Sample-based Learning Methods (Coursera)

Sample-based Learning Methods (Coursera)

In this course, you will learn about several algorithms that can learn near optimal policies based on trial and error interaction with the environment---learning from the agent’s own experience. Learning from actual experience is striking because it requires no prior knowledge of the environment’s dynamics, yet can still attain optimal behavior. We will cover intuitively simple but powerful Monte Carlo methods, and temporal difference learning methods including Q-learning. We will wrap up this course investigating how we can get the best of both worlds: algorithms that can combine model-based planning (similar to dynamic programming) and temporal difference updates to radically accelerate learning.

Class Deals by MOOC List - Click here and see Coursera's Active Discounts, Deals, and Promo Codes.

By the end of this course you will be able to:

  • Understand Temporal-Difference learning and Monte Carlo as two strategies for estimating value functions from sampled experience
  • Understand the importance of exploration, when using sampled experience rather than dynamic programming sweeps within a model
  • Understand the connections between Monte Carlo and Dynamic Programming and TD.
  • Implement and apply the TD algorithm, for estimating value functions
  • Implement and apply Expected Sarsa and Q-learning (two TD methods for control)
  • Understand the difference between on-policy and off-policy control
  • Understand planning with simulated experience (as opposed to classic planning strategies)

========================================

* **Stated problem a**
Find each line in the records containing the string "cloudy", matching case exactly, and copy every such line.

========================================

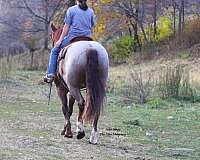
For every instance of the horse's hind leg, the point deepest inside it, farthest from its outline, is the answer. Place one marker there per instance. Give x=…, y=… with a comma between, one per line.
x=94, y=134
x=79, y=98
x=67, y=113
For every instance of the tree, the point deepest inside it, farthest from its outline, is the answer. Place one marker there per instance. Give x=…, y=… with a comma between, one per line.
x=39, y=12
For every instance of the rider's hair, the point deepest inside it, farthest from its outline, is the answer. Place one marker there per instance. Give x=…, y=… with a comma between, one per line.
x=83, y=4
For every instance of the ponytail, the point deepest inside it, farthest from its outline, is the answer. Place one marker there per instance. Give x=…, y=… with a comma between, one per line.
x=83, y=4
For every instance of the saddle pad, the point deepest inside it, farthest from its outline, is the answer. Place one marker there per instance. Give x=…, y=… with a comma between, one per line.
x=76, y=39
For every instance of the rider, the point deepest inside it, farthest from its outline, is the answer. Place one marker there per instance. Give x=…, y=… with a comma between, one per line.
x=79, y=21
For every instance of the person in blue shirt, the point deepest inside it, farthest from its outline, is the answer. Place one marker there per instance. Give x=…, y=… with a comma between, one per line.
x=79, y=21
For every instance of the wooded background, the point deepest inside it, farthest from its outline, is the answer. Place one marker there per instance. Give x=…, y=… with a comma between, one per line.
x=123, y=26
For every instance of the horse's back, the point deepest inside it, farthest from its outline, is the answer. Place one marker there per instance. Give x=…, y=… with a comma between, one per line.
x=76, y=60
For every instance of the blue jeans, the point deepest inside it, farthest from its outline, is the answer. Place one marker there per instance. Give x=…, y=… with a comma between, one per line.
x=52, y=67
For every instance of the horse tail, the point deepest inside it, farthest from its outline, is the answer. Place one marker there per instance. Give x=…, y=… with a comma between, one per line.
x=95, y=88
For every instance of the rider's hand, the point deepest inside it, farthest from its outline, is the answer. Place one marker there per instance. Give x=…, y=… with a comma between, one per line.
x=58, y=43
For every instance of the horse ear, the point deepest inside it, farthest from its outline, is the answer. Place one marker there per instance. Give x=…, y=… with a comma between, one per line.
x=53, y=27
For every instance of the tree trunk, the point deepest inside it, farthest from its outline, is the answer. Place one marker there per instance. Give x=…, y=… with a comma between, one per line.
x=180, y=24
x=32, y=54
x=135, y=27
x=174, y=17
x=71, y=3
x=183, y=14
x=155, y=20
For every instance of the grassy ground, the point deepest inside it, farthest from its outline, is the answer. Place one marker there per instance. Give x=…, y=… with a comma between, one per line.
x=30, y=129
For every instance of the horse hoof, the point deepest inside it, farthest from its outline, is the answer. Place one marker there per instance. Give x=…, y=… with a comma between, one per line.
x=68, y=136
x=92, y=143
x=80, y=135
x=63, y=132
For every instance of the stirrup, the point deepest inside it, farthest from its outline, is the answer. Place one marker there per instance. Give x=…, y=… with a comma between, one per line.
x=48, y=78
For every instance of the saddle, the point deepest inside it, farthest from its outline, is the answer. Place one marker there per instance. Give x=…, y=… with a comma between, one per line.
x=76, y=39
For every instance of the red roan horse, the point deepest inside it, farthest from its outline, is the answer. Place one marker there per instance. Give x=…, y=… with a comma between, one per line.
x=85, y=65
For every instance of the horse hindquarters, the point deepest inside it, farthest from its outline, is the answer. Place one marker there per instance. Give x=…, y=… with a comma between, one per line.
x=95, y=88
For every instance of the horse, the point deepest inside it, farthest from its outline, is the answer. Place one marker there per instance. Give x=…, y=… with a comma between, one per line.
x=85, y=65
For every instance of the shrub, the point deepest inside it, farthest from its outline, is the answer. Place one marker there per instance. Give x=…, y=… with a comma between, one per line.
x=5, y=68
x=191, y=32
x=122, y=49
x=170, y=82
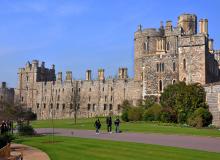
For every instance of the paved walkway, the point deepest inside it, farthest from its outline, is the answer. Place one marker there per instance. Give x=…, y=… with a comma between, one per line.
x=29, y=153
x=191, y=142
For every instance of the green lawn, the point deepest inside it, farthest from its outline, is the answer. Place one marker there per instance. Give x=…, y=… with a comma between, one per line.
x=67, y=148
x=145, y=127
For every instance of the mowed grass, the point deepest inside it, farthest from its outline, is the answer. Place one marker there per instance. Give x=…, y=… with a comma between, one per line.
x=68, y=148
x=144, y=127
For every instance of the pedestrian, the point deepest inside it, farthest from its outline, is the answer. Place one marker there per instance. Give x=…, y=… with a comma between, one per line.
x=109, y=124
x=97, y=125
x=117, y=123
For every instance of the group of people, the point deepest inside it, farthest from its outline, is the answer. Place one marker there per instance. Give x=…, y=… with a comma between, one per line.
x=6, y=126
x=109, y=125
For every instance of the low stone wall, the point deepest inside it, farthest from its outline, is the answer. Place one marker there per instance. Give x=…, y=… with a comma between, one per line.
x=213, y=100
x=5, y=151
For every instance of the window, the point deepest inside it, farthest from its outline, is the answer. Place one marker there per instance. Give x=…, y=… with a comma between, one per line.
x=160, y=86
x=162, y=67
x=146, y=46
x=168, y=46
x=89, y=107
x=184, y=64
x=110, y=107
x=93, y=107
x=119, y=107
x=158, y=67
x=174, y=66
x=105, y=107
x=71, y=106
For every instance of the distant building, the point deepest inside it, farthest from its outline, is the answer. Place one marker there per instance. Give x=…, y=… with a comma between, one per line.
x=161, y=57
x=6, y=95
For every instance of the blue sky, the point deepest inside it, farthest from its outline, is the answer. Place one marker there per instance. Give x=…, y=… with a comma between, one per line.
x=85, y=34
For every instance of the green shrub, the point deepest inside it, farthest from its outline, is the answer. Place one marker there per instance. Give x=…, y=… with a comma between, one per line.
x=25, y=130
x=200, y=118
x=5, y=139
x=135, y=114
x=168, y=115
x=153, y=113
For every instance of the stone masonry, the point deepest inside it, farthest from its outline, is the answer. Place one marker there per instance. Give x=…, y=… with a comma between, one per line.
x=161, y=57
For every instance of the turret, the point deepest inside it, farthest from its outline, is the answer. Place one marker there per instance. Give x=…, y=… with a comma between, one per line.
x=59, y=76
x=68, y=76
x=211, y=48
x=122, y=73
x=88, y=75
x=203, y=26
x=3, y=85
x=101, y=74
x=169, y=26
x=188, y=23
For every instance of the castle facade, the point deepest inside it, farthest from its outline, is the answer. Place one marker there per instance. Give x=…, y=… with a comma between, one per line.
x=162, y=56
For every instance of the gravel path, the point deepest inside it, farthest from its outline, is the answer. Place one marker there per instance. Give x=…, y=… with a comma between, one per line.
x=191, y=142
x=29, y=153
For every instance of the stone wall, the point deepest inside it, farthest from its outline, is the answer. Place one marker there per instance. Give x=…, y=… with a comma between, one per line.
x=213, y=100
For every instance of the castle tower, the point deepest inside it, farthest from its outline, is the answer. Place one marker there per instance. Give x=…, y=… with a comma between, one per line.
x=203, y=26
x=101, y=74
x=122, y=73
x=68, y=76
x=88, y=75
x=59, y=76
x=188, y=23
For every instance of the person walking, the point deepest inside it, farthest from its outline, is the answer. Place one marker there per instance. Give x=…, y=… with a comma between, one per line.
x=97, y=125
x=117, y=123
x=109, y=124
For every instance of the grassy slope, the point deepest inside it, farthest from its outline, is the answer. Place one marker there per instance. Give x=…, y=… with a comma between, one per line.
x=82, y=149
x=145, y=127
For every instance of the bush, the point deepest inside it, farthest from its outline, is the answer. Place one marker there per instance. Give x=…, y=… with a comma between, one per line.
x=153, y=113
x=26, y=130
x=126, y=106
x=5, y=139
x=168, y=115
x=200, y=118
x=135, y=114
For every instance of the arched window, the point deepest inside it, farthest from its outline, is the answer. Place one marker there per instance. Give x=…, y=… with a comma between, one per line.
x=146, y=46
x=160, y=86
x=168, y=46
x=184, y=64
x=174, y=66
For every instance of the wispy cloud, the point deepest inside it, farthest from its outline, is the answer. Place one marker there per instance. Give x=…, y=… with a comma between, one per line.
x=58, y=8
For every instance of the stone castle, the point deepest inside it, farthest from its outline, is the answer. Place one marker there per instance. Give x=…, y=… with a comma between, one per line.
x=162, y=56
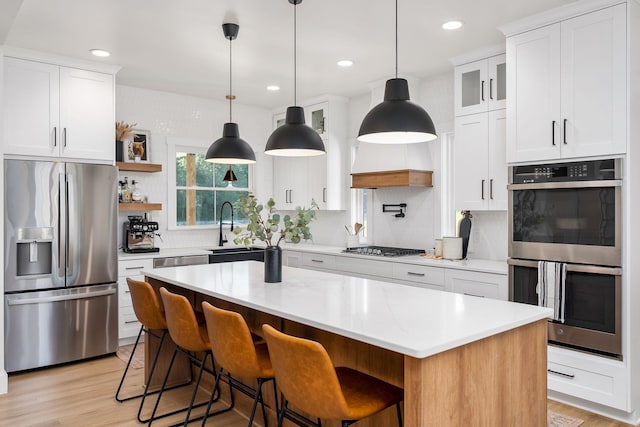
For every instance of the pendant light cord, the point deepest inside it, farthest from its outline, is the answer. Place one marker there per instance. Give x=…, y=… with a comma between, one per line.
x=396, y=39
x=295, y=59
x=230, y=83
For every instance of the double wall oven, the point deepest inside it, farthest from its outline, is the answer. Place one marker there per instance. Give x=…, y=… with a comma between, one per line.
x=571, y=213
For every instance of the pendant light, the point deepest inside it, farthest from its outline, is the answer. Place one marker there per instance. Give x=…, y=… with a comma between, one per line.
x=294, y=138
x=230, y=149
x=396, y=120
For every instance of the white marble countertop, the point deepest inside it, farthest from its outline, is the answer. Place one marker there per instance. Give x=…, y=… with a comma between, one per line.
x=409, y=320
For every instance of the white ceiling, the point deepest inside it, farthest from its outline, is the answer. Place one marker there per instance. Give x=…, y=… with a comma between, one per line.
x=178, y=45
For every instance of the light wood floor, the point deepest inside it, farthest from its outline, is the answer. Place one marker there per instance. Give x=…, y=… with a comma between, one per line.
x=82, y=394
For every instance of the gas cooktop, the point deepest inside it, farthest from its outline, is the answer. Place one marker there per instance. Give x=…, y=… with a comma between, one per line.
x=383, y=251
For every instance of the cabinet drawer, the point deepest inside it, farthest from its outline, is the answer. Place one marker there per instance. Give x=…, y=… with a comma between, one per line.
x=318, y=261
x=128, y=325
x=364, y=267
x=477, y=284
x=128, y=268
x=419, y=274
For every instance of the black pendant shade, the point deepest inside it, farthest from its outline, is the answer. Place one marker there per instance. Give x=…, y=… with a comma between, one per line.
x=294, y=138
x=230, y=149
x=397, y=120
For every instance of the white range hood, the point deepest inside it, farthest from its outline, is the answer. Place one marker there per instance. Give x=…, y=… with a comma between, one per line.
x=391, y=165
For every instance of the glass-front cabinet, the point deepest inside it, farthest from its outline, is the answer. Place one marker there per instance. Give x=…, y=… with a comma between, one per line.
x=481, y=86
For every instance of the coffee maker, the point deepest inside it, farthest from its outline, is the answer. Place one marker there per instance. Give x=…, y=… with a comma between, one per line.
x=139, y=234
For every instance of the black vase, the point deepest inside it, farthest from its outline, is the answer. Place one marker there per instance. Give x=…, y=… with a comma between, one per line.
x=273, y=264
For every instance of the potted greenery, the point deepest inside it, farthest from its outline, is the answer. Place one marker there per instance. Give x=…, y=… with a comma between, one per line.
x=270, y=227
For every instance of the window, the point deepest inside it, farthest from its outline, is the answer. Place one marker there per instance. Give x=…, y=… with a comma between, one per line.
x=199, y=191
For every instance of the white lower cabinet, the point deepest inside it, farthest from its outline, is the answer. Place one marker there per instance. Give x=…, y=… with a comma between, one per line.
x=419, y=275
x=588, y=377
x=486, y=285
x=128, y=325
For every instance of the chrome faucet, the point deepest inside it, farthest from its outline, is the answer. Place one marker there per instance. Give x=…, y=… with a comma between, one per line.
x=221, y=240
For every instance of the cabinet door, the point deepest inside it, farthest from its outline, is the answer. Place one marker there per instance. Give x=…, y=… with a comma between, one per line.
x=594, y=90
x=471, y=88
x=87, y=114
x=497, y=66
x=31, y=108
x=497, y=166
x=533, y=85
x=471, y=145
x=485, y=285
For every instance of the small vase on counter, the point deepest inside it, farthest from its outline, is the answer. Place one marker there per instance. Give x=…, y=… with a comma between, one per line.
x=272, y=264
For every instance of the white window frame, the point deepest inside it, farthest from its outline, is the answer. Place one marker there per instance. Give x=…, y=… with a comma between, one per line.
x=189, y=145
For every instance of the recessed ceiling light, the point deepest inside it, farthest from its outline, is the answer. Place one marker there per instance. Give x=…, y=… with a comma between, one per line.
x=452, y=25
x=100, y=52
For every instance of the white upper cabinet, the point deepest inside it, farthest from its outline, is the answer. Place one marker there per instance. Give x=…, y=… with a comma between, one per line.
x=567, y=88
x=56, y=111
x=298, y=180
x=480, y=86
x=480, y=170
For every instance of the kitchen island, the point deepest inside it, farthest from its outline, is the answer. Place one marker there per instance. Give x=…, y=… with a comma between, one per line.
x=462, y=360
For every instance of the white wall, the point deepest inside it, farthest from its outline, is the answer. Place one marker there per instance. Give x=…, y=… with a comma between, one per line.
x=3, y=373
x=165, y=115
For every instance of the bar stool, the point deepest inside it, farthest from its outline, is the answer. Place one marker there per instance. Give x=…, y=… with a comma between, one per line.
x=238, y=356
x=190, y=338
x=307, y=378
x=147, y=308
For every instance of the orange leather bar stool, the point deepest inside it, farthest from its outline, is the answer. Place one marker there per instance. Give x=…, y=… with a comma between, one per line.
x=191, y=339
x=147, y=308
x=238, y=356
x=307, y=378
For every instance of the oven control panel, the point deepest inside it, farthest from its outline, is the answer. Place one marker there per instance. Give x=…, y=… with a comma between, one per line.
x=592, y=170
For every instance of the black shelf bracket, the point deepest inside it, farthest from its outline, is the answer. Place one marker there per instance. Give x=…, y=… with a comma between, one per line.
x=399, y=209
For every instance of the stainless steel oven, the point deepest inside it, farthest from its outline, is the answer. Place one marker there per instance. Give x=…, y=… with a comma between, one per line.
x=571, y=213
x=592, y=310
x=567, y=212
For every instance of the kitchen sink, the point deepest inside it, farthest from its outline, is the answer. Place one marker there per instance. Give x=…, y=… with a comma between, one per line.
x=236, y=254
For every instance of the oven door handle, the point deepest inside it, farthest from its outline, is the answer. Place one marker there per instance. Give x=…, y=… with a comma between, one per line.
x=570, y=184
x=578, y=268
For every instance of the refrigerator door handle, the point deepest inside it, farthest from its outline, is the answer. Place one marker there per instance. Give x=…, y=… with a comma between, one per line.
x=35, y=300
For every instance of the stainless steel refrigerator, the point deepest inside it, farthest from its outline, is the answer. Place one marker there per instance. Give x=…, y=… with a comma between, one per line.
x=61, y=267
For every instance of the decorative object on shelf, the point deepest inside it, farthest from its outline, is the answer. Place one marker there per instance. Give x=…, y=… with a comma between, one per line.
x=396, y=120
x=230, y=149
x=399, y=211
x=124, y=132
x=294, y=138
x=138, y=147
x=230, y=177
x=271, y=231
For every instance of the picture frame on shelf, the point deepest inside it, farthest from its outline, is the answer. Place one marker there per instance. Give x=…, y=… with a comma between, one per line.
x=138, y=147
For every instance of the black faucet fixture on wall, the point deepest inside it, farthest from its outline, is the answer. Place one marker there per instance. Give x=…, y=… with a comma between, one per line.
x=221, y=240
x=399, y=210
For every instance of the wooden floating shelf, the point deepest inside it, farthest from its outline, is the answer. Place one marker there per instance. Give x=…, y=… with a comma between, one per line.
x=397, y=178
x=139, y=167
x=140, y=206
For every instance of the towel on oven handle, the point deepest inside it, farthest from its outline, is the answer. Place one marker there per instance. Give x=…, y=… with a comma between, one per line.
x=551, y=287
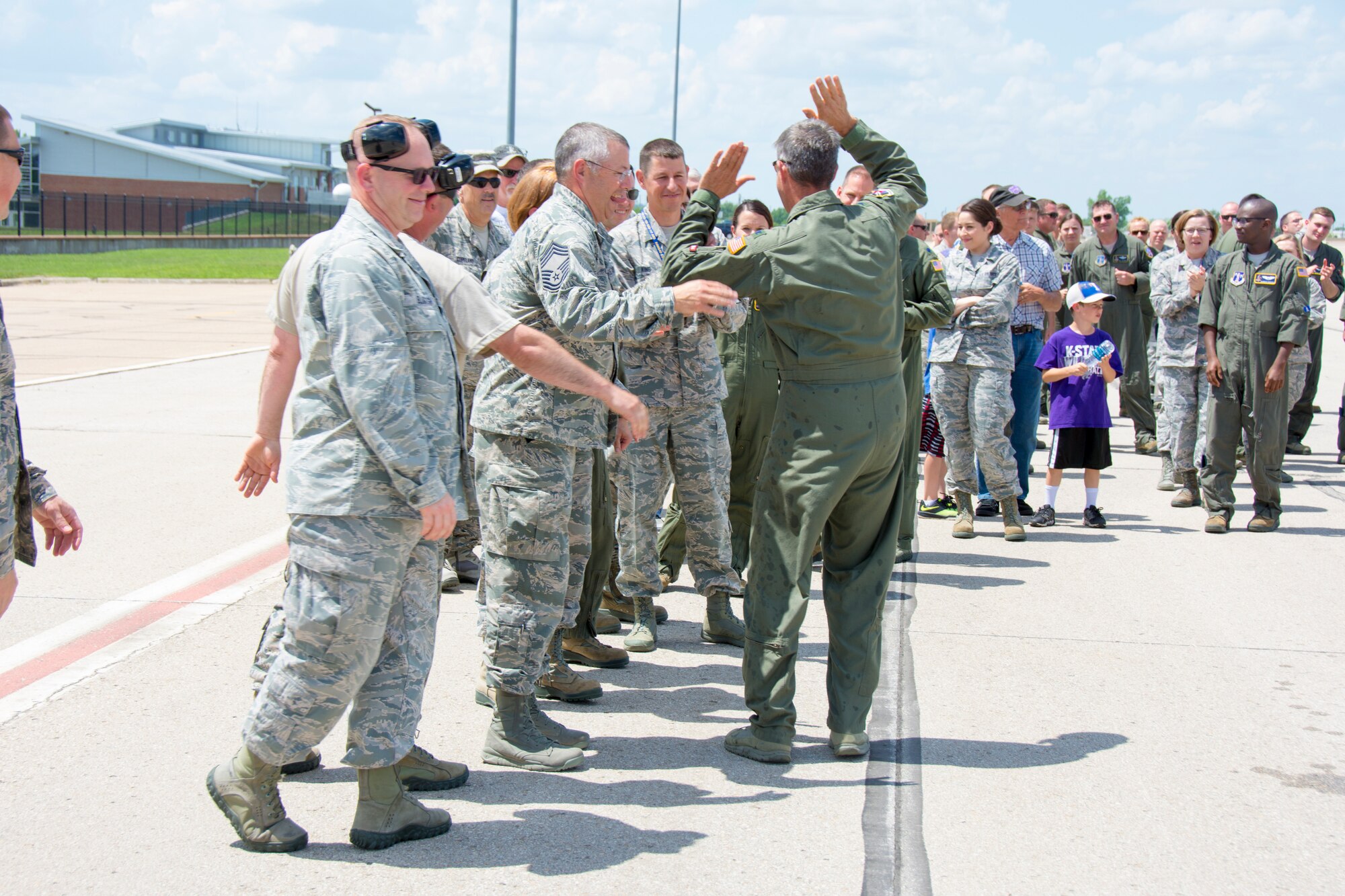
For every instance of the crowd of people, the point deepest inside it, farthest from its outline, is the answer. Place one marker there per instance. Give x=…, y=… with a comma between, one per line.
x=505, y=366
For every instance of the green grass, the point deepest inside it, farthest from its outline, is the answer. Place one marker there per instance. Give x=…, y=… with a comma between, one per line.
x=169, y=264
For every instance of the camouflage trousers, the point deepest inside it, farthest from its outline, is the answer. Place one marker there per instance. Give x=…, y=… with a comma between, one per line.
x=691, y=447
x=1182, y=421
x=467, y=533
x=357, y=630
x=974, y=407
x=536, y=536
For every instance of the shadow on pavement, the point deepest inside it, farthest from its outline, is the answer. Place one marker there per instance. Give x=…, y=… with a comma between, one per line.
x=548, y=841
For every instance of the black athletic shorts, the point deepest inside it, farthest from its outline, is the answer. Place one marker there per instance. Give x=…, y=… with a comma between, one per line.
x=1081, y=448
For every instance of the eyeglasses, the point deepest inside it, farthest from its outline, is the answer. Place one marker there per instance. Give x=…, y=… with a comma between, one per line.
x=621, y=175
x=418, y=175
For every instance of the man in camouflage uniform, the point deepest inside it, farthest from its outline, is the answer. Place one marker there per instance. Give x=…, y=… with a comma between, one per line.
x=373, y=490
x=473, y=239
x=680, y=378
x=28, y=494
x=533, y=448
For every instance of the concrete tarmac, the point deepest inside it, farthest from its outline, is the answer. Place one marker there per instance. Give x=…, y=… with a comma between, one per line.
x=1139, y=709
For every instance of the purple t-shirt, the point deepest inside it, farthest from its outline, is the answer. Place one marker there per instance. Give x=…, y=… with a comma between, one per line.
x=1078, y=401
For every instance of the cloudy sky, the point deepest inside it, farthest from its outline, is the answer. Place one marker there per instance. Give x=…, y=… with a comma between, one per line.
x=1175, y=104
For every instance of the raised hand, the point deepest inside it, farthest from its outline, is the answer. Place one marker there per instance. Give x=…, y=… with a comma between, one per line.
x=829, y=99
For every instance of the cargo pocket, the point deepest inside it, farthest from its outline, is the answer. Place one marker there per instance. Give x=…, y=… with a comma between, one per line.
x=524, y=522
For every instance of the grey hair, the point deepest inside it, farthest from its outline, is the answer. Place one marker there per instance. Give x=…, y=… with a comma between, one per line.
x=810, y=151
x=586, y=140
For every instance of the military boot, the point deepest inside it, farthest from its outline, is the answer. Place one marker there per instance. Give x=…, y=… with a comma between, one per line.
x=586, y=650
x=965, y=526
x=485, y=693
x=420, y=770
x=722, y=626
x=387, y=815
x=1013, y=522
x=563, y=682
x=555, y=731
x=307, y=763
x=645, y=635
x=621, y=606
x=1168, y=478
x=245, y=791
x=1190, y=493
x=513, y=739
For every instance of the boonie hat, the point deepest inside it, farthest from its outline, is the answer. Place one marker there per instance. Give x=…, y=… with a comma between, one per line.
x=1012, y=197
x=1086, y=292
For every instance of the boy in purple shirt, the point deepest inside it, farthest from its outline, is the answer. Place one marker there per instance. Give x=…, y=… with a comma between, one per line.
x=1079, y=362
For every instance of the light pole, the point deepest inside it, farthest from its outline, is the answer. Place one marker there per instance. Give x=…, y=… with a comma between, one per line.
x=677, y=67
x=513, y=65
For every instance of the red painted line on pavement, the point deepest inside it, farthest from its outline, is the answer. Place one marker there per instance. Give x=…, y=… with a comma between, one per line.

========================================

* **Stated problem b**
Based on the course description above, state whether each statement agrees with it, answering yes or no and quoting the deciding words: (i) the course covers Monte Carlo methods and Q-learning; (ii) learning from actual experience requires prior knowledge of the environment's dynamics; (iii) Expected Sarsa and Q-learning are described as two TD methods for control.

* **Written response a**
For every instance of the cloudy sky, the point deepest inside it, farthest from its outline, is the answer. Place one marker there per instance. Give x=…, y=… with a comma between, one per line.

* **Written response b**
(i) Yes: "We will cover intuitively simple but powerful Monte Carlo methods, and temporal difference learning methods including Q-learning."
(ii) No: "it requires no prior knowledge of the environment’s dynamics"
(iii) Yes: "Implement and apply Expected Sarsa and Q-learning (two TD methods for control)"